# PROMPT
Please output exactly the lines that run from the line with "cone in this photo." through the final line of the data, inclusive, and nothing more.

(Items from a dataset)
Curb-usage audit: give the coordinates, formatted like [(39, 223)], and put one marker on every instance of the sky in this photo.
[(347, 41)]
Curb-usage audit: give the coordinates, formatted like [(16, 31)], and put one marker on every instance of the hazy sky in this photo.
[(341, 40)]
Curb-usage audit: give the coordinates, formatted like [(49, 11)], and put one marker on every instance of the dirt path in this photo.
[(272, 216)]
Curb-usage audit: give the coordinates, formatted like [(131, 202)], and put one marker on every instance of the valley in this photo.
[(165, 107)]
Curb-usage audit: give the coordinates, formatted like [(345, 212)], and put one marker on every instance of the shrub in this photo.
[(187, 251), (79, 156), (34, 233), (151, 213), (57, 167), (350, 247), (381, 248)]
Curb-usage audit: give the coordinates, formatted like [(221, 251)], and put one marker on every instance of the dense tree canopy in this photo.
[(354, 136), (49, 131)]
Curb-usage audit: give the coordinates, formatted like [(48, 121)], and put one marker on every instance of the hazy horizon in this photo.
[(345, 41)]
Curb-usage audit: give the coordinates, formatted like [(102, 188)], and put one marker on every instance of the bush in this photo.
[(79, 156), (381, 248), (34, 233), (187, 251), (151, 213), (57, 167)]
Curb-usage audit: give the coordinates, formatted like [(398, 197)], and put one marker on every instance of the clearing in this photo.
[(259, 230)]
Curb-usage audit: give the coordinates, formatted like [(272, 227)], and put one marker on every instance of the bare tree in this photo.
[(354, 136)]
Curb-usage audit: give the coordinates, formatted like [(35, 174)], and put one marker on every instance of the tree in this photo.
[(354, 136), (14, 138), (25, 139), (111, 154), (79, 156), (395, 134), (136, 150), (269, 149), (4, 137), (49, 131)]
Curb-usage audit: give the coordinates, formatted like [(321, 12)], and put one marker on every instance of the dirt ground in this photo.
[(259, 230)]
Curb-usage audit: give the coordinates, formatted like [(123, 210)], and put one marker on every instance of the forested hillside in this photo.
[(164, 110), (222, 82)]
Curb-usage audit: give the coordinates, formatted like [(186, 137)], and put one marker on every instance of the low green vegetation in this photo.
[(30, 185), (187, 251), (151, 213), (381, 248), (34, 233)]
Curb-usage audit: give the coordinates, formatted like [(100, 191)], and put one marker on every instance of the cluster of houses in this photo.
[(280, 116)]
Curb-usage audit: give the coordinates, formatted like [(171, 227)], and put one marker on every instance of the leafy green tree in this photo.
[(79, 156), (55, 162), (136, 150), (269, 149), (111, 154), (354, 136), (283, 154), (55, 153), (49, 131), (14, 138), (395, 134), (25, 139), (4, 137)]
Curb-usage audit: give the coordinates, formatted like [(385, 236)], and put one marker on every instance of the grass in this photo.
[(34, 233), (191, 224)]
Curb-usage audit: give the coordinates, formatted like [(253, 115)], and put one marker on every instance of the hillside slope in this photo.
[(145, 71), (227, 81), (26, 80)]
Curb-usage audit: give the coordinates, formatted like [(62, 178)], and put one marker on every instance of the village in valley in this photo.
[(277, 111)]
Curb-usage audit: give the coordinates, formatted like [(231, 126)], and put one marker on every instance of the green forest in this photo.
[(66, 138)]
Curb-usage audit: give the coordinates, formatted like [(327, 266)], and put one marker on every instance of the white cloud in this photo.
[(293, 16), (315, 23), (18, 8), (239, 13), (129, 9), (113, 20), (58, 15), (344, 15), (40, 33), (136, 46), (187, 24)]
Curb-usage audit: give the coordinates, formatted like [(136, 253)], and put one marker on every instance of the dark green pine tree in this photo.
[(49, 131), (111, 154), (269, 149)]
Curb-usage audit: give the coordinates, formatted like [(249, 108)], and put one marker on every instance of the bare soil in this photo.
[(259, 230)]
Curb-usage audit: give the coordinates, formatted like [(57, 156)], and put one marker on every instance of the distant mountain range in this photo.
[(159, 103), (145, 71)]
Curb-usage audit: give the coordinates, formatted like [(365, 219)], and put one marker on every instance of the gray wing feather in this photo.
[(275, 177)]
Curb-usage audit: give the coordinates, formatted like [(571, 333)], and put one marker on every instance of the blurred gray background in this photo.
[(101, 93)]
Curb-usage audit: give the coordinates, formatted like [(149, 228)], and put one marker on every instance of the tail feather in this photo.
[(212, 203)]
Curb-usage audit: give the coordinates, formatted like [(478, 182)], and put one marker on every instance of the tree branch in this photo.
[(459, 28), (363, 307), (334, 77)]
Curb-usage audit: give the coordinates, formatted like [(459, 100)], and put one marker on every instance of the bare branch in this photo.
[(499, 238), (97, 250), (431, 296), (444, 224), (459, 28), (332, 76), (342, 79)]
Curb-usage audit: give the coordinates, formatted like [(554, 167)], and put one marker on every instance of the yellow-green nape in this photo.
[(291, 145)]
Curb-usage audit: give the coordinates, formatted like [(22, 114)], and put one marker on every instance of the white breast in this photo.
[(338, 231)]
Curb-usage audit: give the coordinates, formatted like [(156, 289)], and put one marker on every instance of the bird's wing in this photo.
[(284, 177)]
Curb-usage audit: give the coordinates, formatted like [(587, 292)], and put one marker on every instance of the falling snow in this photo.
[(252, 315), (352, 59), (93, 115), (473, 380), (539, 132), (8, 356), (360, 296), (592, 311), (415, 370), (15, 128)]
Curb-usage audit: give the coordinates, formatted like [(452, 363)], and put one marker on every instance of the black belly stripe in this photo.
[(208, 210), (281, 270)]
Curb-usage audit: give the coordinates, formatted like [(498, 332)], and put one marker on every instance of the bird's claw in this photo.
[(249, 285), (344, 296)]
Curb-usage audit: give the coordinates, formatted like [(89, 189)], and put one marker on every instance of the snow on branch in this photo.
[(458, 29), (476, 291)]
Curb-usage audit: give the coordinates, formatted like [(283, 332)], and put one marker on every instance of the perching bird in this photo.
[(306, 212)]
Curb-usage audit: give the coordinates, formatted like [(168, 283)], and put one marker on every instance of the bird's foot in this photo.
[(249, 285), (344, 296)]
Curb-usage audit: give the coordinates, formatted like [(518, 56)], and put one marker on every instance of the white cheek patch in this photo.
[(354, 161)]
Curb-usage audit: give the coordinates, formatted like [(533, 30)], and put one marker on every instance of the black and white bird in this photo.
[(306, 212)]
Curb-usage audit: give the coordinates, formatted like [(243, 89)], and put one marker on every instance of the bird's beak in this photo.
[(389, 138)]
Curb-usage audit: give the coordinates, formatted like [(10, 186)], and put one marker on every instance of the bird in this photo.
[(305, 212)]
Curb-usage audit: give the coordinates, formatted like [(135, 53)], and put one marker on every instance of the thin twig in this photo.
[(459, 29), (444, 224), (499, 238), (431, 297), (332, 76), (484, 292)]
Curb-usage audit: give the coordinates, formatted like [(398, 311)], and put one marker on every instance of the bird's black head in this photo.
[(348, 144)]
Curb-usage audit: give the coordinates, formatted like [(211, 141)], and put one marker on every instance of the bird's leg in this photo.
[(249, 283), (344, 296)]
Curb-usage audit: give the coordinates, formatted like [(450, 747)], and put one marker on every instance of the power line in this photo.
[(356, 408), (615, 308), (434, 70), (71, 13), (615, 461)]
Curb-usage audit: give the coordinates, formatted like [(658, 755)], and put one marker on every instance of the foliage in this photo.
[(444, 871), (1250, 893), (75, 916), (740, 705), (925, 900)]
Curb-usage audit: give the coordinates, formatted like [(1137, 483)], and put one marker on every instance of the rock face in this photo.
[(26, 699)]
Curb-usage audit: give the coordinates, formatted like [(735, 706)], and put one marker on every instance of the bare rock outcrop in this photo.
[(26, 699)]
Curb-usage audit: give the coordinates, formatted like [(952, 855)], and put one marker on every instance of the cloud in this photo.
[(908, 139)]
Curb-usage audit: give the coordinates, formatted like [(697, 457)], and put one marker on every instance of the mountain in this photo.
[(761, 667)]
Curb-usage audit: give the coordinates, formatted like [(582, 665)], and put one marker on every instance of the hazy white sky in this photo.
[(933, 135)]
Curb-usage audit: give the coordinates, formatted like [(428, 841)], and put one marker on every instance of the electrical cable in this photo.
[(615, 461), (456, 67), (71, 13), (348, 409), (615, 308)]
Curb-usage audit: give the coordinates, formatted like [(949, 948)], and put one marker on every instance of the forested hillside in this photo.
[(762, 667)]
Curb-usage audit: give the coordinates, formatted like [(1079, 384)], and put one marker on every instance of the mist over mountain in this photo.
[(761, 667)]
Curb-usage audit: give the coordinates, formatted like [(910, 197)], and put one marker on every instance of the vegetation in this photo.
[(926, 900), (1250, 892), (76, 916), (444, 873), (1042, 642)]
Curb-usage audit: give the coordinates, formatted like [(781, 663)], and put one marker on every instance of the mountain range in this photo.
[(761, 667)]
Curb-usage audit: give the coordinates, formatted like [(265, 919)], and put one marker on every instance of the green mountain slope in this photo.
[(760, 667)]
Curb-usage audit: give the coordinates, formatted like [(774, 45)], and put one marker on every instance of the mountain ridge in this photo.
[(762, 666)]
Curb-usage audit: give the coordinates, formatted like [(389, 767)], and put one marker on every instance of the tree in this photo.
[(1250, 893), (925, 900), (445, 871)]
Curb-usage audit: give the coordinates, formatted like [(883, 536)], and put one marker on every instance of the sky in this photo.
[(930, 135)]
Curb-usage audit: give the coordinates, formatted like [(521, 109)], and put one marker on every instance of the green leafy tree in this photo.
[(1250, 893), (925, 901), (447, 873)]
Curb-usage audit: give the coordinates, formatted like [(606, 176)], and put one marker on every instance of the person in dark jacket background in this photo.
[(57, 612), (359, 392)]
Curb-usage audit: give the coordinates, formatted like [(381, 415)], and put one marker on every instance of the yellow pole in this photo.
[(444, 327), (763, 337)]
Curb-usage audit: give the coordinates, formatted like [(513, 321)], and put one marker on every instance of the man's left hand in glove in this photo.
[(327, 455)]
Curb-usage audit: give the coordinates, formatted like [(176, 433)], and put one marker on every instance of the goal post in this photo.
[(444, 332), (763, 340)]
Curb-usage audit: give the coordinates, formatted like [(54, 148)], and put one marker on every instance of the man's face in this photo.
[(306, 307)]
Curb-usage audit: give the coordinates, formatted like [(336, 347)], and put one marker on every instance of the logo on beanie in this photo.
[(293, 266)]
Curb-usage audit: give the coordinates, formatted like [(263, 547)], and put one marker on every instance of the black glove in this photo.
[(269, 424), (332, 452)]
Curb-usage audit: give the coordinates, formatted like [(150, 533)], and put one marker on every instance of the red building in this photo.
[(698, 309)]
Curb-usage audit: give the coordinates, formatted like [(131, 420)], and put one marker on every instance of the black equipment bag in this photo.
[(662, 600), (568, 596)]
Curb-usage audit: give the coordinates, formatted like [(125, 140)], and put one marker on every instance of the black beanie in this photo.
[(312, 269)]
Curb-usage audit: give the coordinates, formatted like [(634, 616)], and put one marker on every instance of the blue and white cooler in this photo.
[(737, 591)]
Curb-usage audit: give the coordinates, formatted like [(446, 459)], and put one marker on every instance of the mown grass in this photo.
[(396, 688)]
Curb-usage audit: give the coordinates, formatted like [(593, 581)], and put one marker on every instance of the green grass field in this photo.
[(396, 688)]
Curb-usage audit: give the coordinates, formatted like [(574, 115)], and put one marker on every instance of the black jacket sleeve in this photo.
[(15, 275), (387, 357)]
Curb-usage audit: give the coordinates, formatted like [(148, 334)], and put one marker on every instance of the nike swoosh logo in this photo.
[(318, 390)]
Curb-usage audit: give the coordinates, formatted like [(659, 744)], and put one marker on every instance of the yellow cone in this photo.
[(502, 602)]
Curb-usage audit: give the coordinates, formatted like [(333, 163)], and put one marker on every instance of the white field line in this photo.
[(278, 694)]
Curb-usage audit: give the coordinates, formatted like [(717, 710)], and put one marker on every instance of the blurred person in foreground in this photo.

# SOLUTION TO THE PROBLEM
Curb-usage audit: give the coordinates, formatted like [(659, 744)], and put one marker on every instance of the yellow cone in this photo.
[(502, 602)]
Curb-usage audit: give the coordinates, formatted like [(333, 163)], and put one marker on every instance of the white field line in this photo.
[(278, 694)]
Curb-usage audit: give the coordinates, formatted like [(717, 710)], and put one marker on every instance of the blurred person in foreground in this photo.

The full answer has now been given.